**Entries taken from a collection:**
____

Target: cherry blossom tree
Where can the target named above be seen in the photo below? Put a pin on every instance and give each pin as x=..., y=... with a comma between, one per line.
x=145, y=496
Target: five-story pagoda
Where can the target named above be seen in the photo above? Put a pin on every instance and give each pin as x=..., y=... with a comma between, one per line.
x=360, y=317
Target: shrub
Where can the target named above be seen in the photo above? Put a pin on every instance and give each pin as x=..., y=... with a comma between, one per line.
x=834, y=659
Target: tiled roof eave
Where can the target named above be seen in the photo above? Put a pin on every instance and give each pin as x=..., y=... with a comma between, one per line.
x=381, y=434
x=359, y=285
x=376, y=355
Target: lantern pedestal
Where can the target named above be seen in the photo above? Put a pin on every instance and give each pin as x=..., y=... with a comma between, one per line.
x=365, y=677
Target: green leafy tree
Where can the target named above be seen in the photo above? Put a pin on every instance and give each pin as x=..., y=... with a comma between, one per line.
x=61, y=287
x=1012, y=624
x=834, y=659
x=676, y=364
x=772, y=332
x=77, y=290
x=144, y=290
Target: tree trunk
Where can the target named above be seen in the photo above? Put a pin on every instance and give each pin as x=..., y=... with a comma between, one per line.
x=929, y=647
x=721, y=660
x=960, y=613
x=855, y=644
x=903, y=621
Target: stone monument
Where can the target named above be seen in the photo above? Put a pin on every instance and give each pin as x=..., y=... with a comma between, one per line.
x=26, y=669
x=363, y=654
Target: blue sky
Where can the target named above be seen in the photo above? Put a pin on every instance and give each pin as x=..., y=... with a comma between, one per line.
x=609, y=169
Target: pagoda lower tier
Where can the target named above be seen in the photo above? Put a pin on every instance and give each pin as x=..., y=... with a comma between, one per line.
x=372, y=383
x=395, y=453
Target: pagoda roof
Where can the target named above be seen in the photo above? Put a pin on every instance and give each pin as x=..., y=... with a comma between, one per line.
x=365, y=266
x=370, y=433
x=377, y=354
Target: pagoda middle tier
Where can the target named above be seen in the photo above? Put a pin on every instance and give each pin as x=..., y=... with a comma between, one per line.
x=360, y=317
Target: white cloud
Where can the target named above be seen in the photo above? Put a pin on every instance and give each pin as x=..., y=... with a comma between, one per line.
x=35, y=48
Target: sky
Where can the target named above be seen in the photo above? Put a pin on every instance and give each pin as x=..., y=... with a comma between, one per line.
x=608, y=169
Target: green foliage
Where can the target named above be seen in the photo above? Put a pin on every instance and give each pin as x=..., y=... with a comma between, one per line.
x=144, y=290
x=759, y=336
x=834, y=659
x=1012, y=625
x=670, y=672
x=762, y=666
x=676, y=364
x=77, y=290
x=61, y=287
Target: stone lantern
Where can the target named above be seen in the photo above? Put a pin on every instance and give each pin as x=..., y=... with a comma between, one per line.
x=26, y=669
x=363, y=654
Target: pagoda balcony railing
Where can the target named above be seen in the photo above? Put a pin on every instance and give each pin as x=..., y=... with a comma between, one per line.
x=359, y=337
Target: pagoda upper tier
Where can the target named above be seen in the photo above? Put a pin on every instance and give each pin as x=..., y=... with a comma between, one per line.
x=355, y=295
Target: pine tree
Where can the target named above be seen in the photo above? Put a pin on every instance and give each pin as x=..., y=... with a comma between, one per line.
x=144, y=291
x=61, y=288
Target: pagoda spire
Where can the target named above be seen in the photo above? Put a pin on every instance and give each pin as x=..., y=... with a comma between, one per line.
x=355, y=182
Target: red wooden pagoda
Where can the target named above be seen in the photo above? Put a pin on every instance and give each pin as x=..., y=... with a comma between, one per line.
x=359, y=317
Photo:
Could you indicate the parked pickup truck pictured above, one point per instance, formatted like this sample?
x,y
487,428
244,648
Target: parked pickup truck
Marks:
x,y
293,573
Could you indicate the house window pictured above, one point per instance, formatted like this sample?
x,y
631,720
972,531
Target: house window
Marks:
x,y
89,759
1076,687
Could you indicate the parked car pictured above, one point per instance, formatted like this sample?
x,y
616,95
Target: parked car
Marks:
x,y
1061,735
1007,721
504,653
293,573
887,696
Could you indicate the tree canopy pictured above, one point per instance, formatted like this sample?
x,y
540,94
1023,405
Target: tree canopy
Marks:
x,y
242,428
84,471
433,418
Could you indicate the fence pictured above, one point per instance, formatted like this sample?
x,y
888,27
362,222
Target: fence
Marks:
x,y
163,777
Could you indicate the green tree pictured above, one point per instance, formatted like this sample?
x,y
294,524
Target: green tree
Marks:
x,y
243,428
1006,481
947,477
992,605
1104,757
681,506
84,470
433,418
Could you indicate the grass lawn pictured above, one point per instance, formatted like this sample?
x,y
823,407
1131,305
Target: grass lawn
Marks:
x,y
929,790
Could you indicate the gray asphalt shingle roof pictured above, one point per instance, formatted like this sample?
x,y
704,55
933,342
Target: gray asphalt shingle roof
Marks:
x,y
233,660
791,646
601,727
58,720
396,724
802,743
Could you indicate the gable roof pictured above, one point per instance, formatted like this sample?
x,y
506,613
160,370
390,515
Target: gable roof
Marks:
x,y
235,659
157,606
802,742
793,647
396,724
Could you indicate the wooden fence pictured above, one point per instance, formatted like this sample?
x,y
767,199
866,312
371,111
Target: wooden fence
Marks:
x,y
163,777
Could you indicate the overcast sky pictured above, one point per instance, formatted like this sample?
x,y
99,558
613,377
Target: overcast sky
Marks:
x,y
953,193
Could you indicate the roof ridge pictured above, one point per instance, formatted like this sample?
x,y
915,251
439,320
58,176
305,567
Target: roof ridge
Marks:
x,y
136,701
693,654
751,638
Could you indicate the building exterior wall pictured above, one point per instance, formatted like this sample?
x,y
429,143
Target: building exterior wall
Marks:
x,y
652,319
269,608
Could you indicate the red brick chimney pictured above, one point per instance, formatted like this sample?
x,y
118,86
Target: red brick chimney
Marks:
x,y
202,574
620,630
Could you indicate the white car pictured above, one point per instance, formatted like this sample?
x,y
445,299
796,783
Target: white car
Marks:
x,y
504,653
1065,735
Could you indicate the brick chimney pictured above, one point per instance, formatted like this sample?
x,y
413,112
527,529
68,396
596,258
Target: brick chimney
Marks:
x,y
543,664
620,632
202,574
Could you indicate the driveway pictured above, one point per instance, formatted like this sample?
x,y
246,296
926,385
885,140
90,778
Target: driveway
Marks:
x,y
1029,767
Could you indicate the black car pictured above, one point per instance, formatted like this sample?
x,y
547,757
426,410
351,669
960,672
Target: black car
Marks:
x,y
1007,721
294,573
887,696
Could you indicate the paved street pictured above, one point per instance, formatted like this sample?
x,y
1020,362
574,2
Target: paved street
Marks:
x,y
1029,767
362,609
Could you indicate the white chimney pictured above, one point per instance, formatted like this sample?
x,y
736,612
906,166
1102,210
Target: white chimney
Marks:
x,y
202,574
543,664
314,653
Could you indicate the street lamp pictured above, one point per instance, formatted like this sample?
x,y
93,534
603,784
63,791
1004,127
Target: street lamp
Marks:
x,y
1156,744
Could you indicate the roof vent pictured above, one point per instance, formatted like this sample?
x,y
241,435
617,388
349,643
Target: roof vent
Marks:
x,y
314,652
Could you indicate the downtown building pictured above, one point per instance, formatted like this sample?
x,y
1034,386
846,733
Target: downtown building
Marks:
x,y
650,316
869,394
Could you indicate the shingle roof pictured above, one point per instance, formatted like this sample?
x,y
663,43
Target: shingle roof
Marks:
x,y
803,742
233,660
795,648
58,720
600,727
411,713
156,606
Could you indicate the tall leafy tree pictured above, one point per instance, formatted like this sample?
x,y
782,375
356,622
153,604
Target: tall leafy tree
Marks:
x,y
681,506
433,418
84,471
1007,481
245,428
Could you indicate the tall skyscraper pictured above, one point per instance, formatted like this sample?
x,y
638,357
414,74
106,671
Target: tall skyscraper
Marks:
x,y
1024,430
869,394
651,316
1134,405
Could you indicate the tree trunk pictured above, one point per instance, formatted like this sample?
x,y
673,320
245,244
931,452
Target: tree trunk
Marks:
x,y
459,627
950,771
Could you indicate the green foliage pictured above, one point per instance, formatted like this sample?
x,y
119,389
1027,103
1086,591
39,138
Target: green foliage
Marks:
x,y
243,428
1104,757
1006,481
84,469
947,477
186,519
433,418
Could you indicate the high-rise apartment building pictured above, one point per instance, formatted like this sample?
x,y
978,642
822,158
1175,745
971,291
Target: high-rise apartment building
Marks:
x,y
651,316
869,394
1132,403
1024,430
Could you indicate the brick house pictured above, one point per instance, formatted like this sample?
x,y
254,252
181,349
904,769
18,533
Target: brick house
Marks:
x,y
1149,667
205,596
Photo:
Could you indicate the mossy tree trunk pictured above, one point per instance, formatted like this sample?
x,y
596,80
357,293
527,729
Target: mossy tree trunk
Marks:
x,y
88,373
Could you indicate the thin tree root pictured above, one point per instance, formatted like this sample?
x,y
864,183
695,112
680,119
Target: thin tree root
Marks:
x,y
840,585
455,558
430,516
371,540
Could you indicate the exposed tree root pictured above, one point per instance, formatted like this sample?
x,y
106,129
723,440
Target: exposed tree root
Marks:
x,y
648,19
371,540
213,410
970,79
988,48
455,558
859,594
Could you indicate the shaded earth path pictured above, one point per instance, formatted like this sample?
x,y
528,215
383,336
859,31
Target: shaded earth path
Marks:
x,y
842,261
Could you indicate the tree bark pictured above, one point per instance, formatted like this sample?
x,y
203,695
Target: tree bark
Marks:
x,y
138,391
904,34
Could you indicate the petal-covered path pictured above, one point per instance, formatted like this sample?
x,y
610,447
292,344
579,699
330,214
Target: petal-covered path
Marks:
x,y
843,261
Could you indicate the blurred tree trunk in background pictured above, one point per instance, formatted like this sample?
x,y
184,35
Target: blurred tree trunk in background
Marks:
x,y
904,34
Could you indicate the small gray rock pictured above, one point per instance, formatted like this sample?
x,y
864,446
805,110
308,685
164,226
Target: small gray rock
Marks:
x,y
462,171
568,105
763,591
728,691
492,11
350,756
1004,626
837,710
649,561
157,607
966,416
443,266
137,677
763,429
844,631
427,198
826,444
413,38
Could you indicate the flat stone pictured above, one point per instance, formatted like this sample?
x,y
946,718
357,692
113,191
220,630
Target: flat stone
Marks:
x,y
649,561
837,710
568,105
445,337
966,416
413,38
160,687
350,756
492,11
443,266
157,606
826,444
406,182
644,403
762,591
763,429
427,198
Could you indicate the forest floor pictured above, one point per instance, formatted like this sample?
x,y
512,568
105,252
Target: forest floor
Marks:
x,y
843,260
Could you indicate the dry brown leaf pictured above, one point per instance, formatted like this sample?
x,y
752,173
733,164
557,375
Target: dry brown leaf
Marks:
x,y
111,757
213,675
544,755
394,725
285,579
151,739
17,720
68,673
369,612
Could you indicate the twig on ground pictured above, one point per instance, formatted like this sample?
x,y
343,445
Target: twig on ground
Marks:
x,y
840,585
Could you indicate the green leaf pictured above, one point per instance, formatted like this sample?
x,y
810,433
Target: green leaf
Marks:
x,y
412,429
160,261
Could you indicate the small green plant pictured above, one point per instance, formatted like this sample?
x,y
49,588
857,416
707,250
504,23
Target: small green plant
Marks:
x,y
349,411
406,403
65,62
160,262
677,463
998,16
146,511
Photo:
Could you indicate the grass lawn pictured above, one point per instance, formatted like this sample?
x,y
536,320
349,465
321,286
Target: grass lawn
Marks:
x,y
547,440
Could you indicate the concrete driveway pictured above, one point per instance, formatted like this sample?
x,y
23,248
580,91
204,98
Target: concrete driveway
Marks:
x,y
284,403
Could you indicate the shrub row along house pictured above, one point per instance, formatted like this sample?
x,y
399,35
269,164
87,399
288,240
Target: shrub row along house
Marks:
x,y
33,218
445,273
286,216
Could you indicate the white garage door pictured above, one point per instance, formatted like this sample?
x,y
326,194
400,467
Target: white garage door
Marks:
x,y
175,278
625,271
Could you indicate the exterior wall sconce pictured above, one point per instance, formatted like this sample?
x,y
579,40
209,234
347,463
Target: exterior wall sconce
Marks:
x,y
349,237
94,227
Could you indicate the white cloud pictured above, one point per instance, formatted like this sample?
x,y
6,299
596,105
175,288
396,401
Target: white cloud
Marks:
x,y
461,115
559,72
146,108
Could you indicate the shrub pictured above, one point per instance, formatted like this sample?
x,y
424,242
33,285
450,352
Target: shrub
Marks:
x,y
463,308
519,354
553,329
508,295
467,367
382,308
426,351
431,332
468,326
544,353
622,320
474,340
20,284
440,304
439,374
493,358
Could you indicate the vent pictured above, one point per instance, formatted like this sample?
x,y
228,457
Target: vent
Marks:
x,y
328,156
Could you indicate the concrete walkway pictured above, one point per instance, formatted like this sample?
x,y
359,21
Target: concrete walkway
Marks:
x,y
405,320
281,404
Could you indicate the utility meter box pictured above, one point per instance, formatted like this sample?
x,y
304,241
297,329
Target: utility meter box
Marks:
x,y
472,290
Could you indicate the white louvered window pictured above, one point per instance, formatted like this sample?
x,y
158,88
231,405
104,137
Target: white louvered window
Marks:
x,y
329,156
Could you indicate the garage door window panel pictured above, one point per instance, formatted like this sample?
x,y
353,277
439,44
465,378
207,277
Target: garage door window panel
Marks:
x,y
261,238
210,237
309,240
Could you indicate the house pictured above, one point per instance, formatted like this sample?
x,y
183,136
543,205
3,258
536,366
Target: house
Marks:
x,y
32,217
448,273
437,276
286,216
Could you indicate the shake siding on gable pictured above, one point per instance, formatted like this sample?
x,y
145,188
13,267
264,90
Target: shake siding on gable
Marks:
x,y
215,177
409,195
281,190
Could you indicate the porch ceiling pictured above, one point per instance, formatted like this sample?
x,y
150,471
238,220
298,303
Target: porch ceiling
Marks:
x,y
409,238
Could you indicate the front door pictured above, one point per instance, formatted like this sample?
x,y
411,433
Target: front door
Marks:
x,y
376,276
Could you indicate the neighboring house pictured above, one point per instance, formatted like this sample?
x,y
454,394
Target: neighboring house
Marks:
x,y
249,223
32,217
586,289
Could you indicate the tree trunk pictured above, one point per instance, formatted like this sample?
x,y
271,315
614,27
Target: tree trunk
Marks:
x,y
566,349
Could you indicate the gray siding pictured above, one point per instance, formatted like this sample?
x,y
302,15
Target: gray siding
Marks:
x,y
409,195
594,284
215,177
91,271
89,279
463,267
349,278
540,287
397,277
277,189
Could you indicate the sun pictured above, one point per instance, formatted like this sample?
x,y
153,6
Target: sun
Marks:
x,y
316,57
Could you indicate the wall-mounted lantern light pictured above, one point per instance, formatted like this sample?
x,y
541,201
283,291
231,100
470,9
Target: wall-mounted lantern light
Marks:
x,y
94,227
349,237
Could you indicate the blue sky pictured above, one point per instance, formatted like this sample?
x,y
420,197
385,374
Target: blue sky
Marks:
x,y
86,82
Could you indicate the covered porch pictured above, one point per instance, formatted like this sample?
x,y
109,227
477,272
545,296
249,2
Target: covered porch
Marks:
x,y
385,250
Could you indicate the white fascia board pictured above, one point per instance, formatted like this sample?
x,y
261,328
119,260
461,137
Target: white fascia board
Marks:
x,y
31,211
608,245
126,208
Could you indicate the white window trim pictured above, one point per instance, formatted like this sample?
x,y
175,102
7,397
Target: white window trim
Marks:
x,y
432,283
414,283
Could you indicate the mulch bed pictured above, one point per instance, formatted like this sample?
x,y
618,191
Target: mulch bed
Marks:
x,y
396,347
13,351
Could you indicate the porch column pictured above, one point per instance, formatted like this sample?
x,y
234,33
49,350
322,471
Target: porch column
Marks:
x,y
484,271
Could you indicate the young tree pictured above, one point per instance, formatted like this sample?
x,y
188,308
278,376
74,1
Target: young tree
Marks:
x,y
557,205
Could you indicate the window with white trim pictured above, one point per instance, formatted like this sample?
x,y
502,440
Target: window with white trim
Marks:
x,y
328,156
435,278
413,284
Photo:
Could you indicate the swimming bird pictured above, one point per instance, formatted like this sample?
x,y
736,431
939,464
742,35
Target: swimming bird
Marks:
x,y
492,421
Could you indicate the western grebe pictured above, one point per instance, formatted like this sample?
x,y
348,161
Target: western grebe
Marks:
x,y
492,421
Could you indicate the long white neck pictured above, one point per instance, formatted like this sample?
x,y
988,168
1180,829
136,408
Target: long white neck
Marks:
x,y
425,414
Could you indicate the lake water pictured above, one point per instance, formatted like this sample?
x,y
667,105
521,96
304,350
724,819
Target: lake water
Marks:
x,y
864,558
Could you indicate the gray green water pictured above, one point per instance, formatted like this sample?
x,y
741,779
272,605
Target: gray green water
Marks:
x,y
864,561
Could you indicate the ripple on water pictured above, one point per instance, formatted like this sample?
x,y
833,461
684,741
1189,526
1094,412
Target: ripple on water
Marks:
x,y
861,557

____

**Activity:**
Set out, exactly as written, the lines from the line with "Target: western grebe" to the last line of the records, inclusive, and only those lines.

**Your response:**
Target: western grebe
Marks:
x,y
492,421
Could you indicate the long white neck pictured above, one point per instance, formatted like this sample?
x,y
988,168
1180,829
136,408
Target: long white neck
Marks:
x,y
425,414
Could you indicate the lake water pictured above, one point per instance, formatted like this sample?
x,y
667,105
521,96
304,350
724,819
Target: lake water
Marks:
x,y
864,558
Could you indicate the gray green water pictured above, one point per instance, formatted like this sample?
x,y
741,779
272,605
Target: gray green water
Marks:
x,y
864,561
Could you indicate the ripple on water pictured above, one point per instance, formatted like this sample?
x,y
833,461
684,741
1189,526
1094,412
Target: ripple on water
Marks:
x,y
861,557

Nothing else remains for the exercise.